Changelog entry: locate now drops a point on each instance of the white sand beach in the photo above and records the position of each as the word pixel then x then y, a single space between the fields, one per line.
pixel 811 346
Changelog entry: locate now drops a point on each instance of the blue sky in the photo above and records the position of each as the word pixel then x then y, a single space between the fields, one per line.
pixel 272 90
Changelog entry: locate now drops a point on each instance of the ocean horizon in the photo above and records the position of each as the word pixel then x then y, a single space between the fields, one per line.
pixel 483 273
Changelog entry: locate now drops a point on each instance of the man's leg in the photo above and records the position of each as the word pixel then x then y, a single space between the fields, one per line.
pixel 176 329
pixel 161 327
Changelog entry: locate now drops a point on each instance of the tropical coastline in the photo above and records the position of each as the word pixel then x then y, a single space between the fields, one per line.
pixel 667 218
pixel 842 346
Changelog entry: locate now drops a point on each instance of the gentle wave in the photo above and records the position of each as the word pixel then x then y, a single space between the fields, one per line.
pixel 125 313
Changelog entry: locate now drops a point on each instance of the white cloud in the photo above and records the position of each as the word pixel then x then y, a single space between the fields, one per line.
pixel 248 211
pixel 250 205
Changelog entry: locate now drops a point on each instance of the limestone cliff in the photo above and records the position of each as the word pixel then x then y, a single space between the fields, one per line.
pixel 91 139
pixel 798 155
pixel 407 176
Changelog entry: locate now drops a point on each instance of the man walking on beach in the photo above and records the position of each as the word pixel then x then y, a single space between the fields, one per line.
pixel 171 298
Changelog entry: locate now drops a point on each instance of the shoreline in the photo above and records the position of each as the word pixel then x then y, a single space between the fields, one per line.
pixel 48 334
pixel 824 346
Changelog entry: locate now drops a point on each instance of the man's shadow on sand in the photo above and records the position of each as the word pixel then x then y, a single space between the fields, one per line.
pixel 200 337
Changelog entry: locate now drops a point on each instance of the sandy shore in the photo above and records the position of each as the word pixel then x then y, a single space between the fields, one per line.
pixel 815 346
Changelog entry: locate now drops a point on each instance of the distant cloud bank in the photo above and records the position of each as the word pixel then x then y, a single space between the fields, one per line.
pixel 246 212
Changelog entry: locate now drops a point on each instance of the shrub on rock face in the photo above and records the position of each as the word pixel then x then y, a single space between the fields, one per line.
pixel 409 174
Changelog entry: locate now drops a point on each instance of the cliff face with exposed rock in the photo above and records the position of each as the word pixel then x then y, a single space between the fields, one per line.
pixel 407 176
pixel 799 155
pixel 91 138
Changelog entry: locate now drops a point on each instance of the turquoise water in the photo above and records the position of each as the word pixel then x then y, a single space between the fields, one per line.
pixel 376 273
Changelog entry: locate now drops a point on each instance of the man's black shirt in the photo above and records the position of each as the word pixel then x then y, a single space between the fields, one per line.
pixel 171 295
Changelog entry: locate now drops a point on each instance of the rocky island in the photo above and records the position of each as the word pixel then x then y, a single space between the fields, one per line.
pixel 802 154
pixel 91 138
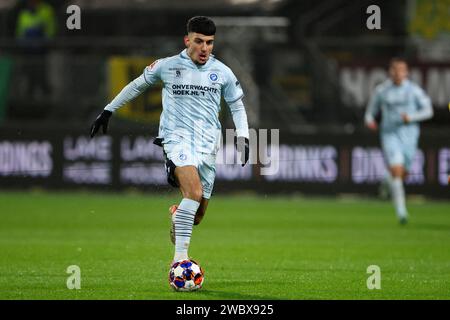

+++

Rewrite all of the material above as a numbered list with one line per item, dropping any blank lines and leaving out the pictures.

1. Changelog entry: locate now drops a point on each instance of the white sand beach in the photo above and records the position of each as the word pixel then x then y, a single space between the fields, one per line.
2. pixel 811 346
3. Changelog entry: locate now drops a point on each instance of the blue sky in the photo above and records the position of each as the word pixel then x then y, a single space between the fields, one per line.
4. pixel 272 90
5. Changelog entry: locate now drops a point on each instance of the ocean horizon in the photo above and records the position of each as the word pixel then x then y, a single space between the fields, one per line.
6. pixel 483 273
7. Changelog entry: locate now drops a point on each instance of the man's leg in the photo above and records the position of each as the word pixel then x then y, a single space between the fields, one per line.
8. pixel 176 329
9. pixel 161 327
10. Changelog entry: locate now drops a point on each instance of the tropical coastline in the photo above and records the position of each as the word pixel then x then y, a single space between the fields, one per line.
11. pixel 667 218
12. pixel 842 346
13. Changelog entry: locate now drops a point on each instance of the gentle wave in the photo above and records the position of each as the word pixel then x then y, a single space between the fields, one per line.
14. pixel 125 313
15. Changelog entry: locate now drops a point on each instance of the white cloud in the photo above and records the position of each as the word pixel then x then y, a single space between the fields, one per line.
16. pixel 248 211
17. pixel 250 205
18. Changelog entry: locate now drops a point on each instance of the limestone cliff in the photo above and records the position of each as the word pixel then x then y, a single space between the fields, one per line.
19. pixel 91 139
20. pixel 798 155
21. pixel 407 176
22. Changelog entry: locate now drops a point on each instance of the man walking on beach in the photo above and records the position of each as the word pixel then x then y, a single space between the fields, one per line.
23. pixel 171 298
24. Changelog entry: locate now drops a point on each instance of the shoreline in the photo above and records the position of each as the word pixel then x then y, a single space between the fields, one per line.
25. pixel 48 334
26. pixel 824 346
27. Changelog entry: locate now drops a point on each instance of the man's shadow on sand in the photo above and records the position of each as the word pixel then x then y, a single space between the fields, one per line.
28. pixel 200 337
29. Changelog entry: locate now drops a point on each instance of the sandy shore in the photo above and records the position of each as the word pixel then x then y, a single space between the fields, one per line.
30. pixel 815 346
31. Changelog entry: locate now drops a point on each instance of the distant cloud bank in the photo above and records the position of each as the word pixel then x then y, a single space between the fields, one per line.
32. pixel 246 212
33. Changelog entry: locate now drops a point on each instance of the shrub on rock face in the photo above and records the position of each as the word pixel then x then y, a single space between the fields, one per line.
34. pixel 409 174
35. Changelog entry: locate now drops a point on each instance of the cliff face with exposed rock in the photo above and records the position of each as the word pixel then x then y, a single space between the fields, one per line.
36. pixel 407 176
37. pixel 799 155
38. pixel 91 138
39. Changelog entry: locate now drops a point on each instance of the turquoise water in the photo above and records the position of each as the word pixel then x then y, a single space between the fields, one per line.
40. pixel 376 273
41. Changelog entry: locate now drops a point on each instance of the man's black shirt in the photo above and records the position of each as the word pixel then x then y, a single space between the fields, one per line.
42. pixel 171 295
43. Changelog entry: locate now drops a point on each instance of the rocky island in the photo above and records the position of each as the word pixel then x then y, a single space between the fields, one per line.
44. pixel 802 154
45. pixel 91 138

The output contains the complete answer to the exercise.